EXERCISE GOAL
Rewrite the part of the items that opens with the line containing "Where is the wooden post" and closes at the end of the items, putting "image" wherever "photograph" appears and changing nothing else. Give only that part, and leave the pictures out.

::::::::

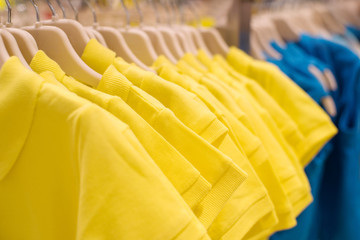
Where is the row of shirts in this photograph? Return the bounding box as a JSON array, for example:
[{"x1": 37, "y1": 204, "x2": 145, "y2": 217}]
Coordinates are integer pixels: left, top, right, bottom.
[{"x1": 0, "y1": 39, "x2": 337, "y2": 240}]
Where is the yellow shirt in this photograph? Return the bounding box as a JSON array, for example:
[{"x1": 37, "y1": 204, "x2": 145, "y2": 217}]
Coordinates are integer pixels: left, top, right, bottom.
[
  {"x1": 211, "y1": 52, "x2": 305, "y2": 156},
  {"x1": 227, "y1": 48, "x2": 337, "y2": 166},
  {"x1": 30, "y1": 51, "x2": 211, "y2": 208},
  {"x1": 0, "y1": 57, "x2": 206, "y2": 240},
  {"x1": 84, "y1": 39, "x2": 276, "y2": 238},
  {"x1": 154, "y1": 60, "x2": 296, "y2": 238},
  {"x1": 193, "y1": 54, "x2": 312, "y2": 216},
  {"x1": 82, "y1": 40, "x2": 246, "y2": 227},
  {"x1": 172, "y1": 61, "x2": 312, "y2": 234}
]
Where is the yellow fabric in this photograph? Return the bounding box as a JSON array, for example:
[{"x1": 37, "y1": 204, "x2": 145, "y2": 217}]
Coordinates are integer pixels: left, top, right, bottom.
[
  {"x1": 193, "y1": 53, "x2": 312, "y2": 216},
  {"x1": 82, "y1": 41, "x2": 246, "y2": 227},
  {"x1": 170, "y1": 58, "x2": 306, "y2": 233},
  {"x1": 85, "y1": 40, "x2": 284, "y2": 238},
  {"x1": 30, "y1": 51, "x2": 211, "y2": 208},
  {"x1": 154, "y1": 60, "x2": 296, "y2": 237},
  {"x1": 0, "y1": 57, "x2": 206, "y2": 240},
  {"x1": 155, "y1": 61, "x2": 276, "y2": 239},
  {"x1": 210, "y1": 52, "x2": 305, "y2": 152},
  {"x1": 227, "y1": 48, "x2": 337, "y2": 166}
]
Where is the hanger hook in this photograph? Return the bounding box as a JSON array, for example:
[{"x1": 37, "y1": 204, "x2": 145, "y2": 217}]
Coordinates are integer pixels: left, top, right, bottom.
[
  {"x1": 168, "y1": 0, "x2": 178, "y2": 24},
  {"x1": 160, "y1": 0, "x2": 171, "y2": 26},
  {"x1": 85, "y1": 0, "x2": 98, "y2": 25},
  {"x1": 68, "y1": 0, "x2": 79, "y2": 21},
  {"x1": 30, "y1": 0, "x2": 40, "y2": 22},
  {"x1": 46, "y1": 0, "x2": 56, "y2": 17},
  {"x1": 120, "y1": 0, "x2": 130, "y2": 27},
  {"x1": 148, "y1": 0, "x2": 160, "y2": 24},
  {"x1": 188, "y1": 1, "x2": 201, "y2": 27},
  {"x1": 56, "y1": 0, "x2": 66, "y2": 18},
  {"x1": 178, "y1": 0, "x2": 186, "y2": 24},
  {"x1": 5, "y1": 0, "x2": 12, "y2": 25},
  {"x1": 133, "y1": 0, "x2": 144, "y2": 26}
]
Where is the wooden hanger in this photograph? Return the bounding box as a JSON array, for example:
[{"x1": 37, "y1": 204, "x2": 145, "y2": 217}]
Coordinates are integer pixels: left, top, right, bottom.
[
  {"x1": 199, "y1": 28, "x2": 229, "y2": 56},
  {"x1": 5, "y1": 25, "x2": 39, "y2": 63},
  {"x1": 97, "y1": 26, "x2": 155, "y2": 71},
  {"x1": 251, "y1": 16, "x2": 281, "y2": 59},
  {"x1": 180, "y1": 2, "x2": 212, "y2": 56},
  {"x1": 82, "y1": 0, "x2": 107, "y2": 47},
  {"x1": 314, "y1": 5, "x2": 345, "y2": 34},
  {"x1": 0, "y1": 28, "x2": 30, "y2": 68},
  {"x1": 85, "y1": 26, "x2": 107, "y2": 47},
  {"x1": 183, "y1": 25, "x2": 212, "y2": 56},
  {"x1": 42, "y1": 0, "x2": 90, "y2": 56},
  {"x1": 118, "y1": 0, "x2": 158, "y2": 66},
  {"x1": 250, "y1": 31, "x2": 265, "y2": 60},
  {"x1": 2, "y1": 0, "x2": 38, "y2": 63},
  {"x1": 139, "y1": 0, "x2": 177, "y2": 63},
  {"x1": 0, "y1": 32, "x2": 10, "y2": 67},
  {"x1": 156, "y1": 1, "x2": 185, "y2": 59},
  {"x1": 22, "y1": 0, "x2": 101, "y2": 87}
]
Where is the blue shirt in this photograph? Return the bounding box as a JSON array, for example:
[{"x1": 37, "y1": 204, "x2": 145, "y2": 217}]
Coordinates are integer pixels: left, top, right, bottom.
[{"x1": 272, "y1": 35, "x2": 360, "y2": 240}]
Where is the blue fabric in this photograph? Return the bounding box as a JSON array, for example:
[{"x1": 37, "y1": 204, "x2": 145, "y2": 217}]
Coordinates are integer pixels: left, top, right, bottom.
[
  {"x1": 271, "y1": 35, "x2": 360, "y2": 240},
  {"x1": 346, "y1": 25, "x2": 360, "y2": 40},
  {"x1": 264, "y1": 43, "x2": 329, "y2": 105},
  {"x1": 331, "y1": 29, "x2": 358, "y2": 50},
  {"x1": 271, "y1": 142, "x2": 333, "y2": 240}
]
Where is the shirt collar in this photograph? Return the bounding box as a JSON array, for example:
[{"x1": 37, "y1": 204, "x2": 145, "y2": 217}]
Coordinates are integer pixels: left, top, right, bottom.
[
  {"x1": 81, "y1": 39, "x2": 116, "y2": 74},
  {"x1": 0, "y1": 57, "x2": 44, "y2": 180}
]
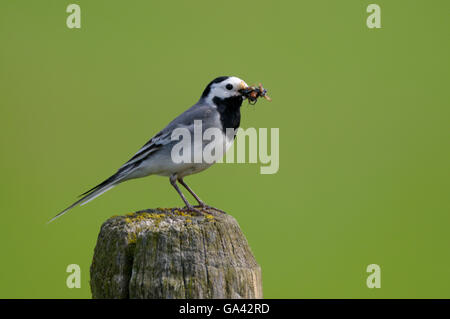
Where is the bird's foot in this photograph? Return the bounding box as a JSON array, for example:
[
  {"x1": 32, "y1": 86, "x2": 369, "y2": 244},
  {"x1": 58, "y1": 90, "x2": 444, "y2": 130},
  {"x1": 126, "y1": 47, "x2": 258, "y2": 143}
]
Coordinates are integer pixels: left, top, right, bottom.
[{"x1": 194, "y1": 204, "x2": 226, "y2": 214}]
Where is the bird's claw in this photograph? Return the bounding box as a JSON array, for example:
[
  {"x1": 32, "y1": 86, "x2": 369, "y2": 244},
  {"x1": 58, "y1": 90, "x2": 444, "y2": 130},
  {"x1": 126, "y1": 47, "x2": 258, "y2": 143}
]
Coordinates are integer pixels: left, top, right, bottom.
[
  {"x1": 183, "y1": 206, "x2": 205, "y2": 216},
  {"x1": 194, "y1": 204, "x2": 226, "y2": 214}
]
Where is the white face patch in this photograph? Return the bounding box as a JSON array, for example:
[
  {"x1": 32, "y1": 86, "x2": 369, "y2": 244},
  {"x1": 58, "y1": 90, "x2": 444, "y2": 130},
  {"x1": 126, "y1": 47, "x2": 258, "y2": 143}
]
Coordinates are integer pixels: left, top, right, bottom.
[{"x1": 206, "y1": 76, "x2": 248, "y2": 104}]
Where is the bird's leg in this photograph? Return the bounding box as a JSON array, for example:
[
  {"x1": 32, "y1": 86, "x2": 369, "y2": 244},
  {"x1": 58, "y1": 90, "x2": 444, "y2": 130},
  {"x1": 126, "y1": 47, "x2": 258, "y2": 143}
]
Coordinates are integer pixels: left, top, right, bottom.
[
  {"x1": 178, "y1": 177, "x2": 226, "y2": 214},
  {"x1": 169, "y1": 174, "x2": 202, "y2": 215}
]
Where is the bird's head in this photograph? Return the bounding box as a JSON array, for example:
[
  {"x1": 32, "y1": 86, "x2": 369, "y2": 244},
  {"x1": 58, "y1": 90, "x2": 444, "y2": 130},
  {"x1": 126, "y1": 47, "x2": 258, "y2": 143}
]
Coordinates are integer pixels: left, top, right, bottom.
[{"x1": 201, "y1": 76, "x2": 248, "y2": 106}]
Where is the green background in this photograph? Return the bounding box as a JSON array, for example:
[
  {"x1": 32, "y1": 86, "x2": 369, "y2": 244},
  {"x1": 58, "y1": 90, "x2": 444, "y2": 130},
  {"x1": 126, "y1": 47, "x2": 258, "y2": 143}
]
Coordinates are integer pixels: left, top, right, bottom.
[{"x1": 0, "y1": 0, "x2": 450, "y2": 298}]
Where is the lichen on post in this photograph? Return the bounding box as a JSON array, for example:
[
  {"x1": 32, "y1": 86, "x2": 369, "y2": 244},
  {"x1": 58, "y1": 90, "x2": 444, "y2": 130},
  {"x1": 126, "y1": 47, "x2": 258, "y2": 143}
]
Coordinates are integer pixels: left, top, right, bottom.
[{"x1": 90, "y1": 209, "x2": 262, "y2": 298}]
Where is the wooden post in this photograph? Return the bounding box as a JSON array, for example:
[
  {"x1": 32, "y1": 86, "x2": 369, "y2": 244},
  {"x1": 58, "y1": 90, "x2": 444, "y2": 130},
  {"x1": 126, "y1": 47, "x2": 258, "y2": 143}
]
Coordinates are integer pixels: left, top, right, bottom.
[{"x1": 90, "y1": 209, "x2": 262, "y2": 299}]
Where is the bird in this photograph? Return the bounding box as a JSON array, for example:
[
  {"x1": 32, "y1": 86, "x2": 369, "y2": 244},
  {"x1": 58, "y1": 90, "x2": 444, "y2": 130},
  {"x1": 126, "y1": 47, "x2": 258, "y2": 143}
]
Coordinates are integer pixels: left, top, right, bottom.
[{"x1": 48, "y1": 76, "x2": 252, "y2": 223}]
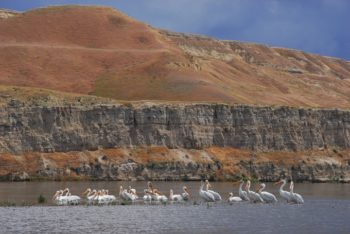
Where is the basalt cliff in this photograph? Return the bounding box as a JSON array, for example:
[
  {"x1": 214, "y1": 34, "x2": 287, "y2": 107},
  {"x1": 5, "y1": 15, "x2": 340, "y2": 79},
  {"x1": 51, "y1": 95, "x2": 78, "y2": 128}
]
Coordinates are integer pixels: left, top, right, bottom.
[{"x1": 0, "y1": 6, "x2": 350, "y2": 182}]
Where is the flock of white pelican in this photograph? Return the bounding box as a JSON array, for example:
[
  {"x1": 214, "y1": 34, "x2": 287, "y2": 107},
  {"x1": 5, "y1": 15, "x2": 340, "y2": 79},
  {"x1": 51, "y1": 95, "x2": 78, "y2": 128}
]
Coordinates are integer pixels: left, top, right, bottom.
[{"x1": 53, "y1": 179, "x2": 304, "y2": 205}]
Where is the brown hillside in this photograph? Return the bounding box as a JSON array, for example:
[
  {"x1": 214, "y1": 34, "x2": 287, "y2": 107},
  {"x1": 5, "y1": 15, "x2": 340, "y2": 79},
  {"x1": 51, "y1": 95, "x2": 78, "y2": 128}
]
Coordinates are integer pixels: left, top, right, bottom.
[{"x1": 0, "y1": 6, "x2": 350, "y2": 108}]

::::::::

OUTPUT
Where is the wooden post in this image? Return the bounding box as a JSON array, for example:
[
  {"x1": 32, "y1": 86, "x2": 369, "y2": 244},
  {"x1": 58, "y1": 90, "x2": 444, "y2": 130},
  {"x1": 126, "y1": 47, "x2": 258, "y2": 143}
]
Coordinates are integer pixels: left, top, right, bottom.
[{"x1": 90, "y1": 209, "x2": 262, "y2": 299}]
Where is the bird in this image? Return the bounding box as a JSON array, for example:
[
  {"x1": 32, "y1": 86, "x2": 369, "y2": 244},
  {"x1": 58, "y1": 90, "x2": 444, "y2": 130},
  {"x1": 126, "y1": 47, "x2": 258, "y2": 143}
]
Coordinates are integer pixels: left, top, right, bottom.
[{"x1": 48, "y1": 76, "x2": 252, "y2": 223}]
Where is the basalt cliff in this image? Return the bounding box as a JSON array, for example:
[
  {"x1": 214, "y1": 34, "x2": 287, "y2": 107},
  {"x1": 5, "y1": 15, "x2": 340, "y2": 79},
  {"x1": 51, "y1": 95, "x2": 78, "y2": 128}
]
Coordinates are integer pixels: left, top, right, bottom.
[{"x1": 0, "y1": 6, "x2": 350, "y2": 182}]
Where is the flock of white pelican in this image? Return the bounding box as a JSON array, for example:
[
  {"x1": 214, "y1": 34, "x2": 287, "y2": 107},
  {"x1": 5, "y1": 15, "x2": 340, "y2": 79},
  {"x1": 51, "y1": 95, "x2": 78, "y2": 128}
]
Coordinates are integer pixels: left, top, right, bottom.
[{"x1": 53, "y1": 179, "x2": 304, "y2": 205}]
Where is the brown hillside in this image? Return the bounding box as a JSON array, for example:
[
  {"x1": 214, "y1": 34, "x2": 287, "y2": 107},
  {"x1": 5, "y1": 15, "x2": 340, "y2": 79},
  {"x1": 51, "y1": 95, "x2": 78, "y2": 128}
]
Coordinates are integer pixels: left, top, right, bottom.
[{"x1": 0, "y1": 6, "x2": 350, "y2": 108}]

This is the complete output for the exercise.